— Task statement —
Show every line of the records that contains the string "grille", copying each line in full.
===== Dataset content
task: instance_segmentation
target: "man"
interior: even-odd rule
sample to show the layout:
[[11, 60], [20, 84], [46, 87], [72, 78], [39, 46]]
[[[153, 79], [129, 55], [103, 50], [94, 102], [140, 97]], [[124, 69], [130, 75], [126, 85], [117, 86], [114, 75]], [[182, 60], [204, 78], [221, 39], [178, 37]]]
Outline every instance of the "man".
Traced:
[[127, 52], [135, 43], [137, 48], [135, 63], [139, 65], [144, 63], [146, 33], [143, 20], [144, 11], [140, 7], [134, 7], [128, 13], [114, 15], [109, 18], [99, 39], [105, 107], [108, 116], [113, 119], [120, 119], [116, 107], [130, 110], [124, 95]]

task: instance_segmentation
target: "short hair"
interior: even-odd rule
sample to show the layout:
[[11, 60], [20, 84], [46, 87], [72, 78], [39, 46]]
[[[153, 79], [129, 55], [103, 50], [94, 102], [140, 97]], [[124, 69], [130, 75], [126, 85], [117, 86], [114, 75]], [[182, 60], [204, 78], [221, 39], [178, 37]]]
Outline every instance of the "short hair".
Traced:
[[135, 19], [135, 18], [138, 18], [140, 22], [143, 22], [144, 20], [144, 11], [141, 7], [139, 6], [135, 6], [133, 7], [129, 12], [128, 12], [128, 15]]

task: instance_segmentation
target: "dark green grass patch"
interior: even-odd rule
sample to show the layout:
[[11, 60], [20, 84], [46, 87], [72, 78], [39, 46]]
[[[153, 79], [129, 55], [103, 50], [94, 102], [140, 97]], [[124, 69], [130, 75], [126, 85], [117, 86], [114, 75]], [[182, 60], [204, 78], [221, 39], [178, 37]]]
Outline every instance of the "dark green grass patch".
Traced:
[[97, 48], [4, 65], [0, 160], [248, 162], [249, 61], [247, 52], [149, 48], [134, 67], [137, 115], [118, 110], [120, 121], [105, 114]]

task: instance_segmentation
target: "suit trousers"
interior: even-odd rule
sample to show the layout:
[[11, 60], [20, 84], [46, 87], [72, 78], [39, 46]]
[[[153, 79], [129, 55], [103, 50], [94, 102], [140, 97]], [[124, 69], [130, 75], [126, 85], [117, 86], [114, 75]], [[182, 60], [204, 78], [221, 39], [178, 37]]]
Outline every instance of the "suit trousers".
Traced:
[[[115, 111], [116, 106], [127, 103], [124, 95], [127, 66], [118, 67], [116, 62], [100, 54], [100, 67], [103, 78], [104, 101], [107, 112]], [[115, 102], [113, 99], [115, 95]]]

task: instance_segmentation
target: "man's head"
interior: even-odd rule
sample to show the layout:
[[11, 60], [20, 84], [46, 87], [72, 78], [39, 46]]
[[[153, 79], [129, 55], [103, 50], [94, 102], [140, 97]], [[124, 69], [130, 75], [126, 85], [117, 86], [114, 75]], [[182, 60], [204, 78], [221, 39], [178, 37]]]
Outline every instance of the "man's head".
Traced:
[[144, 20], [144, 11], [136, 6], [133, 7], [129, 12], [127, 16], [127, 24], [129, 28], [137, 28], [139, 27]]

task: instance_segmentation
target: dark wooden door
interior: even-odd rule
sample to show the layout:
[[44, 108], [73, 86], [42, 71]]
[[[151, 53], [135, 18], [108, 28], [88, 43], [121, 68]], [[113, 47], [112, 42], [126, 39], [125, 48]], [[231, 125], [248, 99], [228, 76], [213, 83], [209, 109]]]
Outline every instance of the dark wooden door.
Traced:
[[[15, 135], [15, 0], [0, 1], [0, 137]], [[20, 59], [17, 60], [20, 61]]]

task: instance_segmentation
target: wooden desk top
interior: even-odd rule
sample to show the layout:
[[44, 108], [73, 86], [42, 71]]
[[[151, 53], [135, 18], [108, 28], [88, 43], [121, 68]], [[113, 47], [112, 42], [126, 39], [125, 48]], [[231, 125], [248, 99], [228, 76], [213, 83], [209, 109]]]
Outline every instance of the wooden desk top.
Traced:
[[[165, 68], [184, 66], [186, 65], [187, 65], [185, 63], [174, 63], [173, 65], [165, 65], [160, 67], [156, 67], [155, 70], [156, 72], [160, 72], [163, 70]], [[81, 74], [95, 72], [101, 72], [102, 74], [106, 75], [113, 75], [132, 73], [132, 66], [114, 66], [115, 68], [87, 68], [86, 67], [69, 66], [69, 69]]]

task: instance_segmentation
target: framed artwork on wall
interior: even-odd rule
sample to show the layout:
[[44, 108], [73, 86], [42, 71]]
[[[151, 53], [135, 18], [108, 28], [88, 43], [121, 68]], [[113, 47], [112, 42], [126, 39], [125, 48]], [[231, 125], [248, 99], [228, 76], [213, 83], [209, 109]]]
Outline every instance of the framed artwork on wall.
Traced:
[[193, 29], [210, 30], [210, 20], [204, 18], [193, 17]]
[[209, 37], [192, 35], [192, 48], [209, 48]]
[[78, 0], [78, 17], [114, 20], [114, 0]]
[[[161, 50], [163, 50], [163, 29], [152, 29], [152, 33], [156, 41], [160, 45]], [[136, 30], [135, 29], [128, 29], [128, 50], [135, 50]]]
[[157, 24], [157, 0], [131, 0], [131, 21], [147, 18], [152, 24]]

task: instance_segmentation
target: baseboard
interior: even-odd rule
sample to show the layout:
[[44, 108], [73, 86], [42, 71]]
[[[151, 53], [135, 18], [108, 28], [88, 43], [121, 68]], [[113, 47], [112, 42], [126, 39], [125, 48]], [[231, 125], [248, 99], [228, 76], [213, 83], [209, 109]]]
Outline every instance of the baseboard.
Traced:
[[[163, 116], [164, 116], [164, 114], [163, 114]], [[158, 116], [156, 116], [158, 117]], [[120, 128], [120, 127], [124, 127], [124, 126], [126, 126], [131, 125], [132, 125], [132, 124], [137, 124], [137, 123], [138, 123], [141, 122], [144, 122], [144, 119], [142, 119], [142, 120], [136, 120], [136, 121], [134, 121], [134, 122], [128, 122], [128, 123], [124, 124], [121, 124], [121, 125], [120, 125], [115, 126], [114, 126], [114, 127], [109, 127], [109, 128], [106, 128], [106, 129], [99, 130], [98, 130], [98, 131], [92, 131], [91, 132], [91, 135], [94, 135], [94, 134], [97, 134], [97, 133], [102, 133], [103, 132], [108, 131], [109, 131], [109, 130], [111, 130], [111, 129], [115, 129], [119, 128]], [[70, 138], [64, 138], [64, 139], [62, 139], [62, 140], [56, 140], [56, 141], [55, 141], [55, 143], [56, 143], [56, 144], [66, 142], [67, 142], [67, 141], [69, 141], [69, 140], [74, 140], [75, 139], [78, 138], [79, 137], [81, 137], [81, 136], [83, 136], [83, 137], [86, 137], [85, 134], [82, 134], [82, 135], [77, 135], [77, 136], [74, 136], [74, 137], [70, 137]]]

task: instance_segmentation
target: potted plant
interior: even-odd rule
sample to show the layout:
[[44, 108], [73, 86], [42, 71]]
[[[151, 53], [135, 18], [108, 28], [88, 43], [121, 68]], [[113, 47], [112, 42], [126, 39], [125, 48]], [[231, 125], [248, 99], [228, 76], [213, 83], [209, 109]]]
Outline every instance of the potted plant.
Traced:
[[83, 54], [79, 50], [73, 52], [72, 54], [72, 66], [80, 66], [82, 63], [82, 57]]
==========
===== Dataset content
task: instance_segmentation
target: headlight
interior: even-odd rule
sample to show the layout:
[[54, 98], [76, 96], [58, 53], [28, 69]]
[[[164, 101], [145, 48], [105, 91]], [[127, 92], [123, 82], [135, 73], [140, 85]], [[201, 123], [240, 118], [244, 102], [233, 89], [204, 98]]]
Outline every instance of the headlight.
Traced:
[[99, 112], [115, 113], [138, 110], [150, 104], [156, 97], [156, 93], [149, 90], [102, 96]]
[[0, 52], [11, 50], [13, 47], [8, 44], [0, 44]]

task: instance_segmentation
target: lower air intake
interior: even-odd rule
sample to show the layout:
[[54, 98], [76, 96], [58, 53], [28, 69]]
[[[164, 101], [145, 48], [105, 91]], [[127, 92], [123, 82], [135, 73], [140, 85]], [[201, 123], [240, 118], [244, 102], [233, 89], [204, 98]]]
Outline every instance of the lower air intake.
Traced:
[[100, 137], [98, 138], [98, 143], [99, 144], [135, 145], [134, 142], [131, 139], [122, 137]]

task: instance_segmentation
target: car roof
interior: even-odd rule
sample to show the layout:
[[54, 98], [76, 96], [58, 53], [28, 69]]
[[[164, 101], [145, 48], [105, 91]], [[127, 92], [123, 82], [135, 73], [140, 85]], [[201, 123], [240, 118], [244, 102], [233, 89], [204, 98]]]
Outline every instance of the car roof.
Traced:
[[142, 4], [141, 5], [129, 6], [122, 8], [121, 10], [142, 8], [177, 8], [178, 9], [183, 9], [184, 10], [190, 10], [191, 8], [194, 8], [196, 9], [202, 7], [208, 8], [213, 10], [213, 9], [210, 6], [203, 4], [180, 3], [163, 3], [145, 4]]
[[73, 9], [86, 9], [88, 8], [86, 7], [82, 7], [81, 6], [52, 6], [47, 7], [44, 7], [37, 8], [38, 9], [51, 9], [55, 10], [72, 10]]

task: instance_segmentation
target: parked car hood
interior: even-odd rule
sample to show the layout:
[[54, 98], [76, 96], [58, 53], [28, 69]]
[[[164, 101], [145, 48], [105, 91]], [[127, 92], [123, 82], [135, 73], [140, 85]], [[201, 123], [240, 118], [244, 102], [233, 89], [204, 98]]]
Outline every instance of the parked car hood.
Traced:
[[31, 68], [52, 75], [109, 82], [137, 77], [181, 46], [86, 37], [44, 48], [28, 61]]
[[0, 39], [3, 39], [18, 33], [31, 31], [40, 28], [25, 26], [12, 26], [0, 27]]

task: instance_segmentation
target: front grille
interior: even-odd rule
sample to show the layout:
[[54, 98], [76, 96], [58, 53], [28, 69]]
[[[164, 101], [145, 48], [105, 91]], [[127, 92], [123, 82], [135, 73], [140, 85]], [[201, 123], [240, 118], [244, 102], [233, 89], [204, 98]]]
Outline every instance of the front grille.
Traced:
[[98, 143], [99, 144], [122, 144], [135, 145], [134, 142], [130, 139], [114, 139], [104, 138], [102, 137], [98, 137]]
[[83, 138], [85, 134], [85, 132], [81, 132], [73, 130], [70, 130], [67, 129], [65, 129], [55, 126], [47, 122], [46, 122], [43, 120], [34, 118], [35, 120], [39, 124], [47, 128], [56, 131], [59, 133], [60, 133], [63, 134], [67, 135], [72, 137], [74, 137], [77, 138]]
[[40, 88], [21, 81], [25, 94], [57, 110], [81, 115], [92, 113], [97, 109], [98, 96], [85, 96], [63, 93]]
==========
— Expected output —
target: front grille
Outline every instance of the front grille.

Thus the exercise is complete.